What is needed: Lines from the one containing "Target: tree trunk" through the final line of the records are the only ones to copy, and each must match exactly.

[Dataset entries]
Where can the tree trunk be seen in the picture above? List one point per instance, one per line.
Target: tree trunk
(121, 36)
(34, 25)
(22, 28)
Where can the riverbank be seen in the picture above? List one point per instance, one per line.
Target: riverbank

Task result:
Target: tree trunk
(121, 36)
(34, 25)
(22, 28)
Where can the riverbank be seen in the picture above? List one point per instance, one per line.
Target: riverbank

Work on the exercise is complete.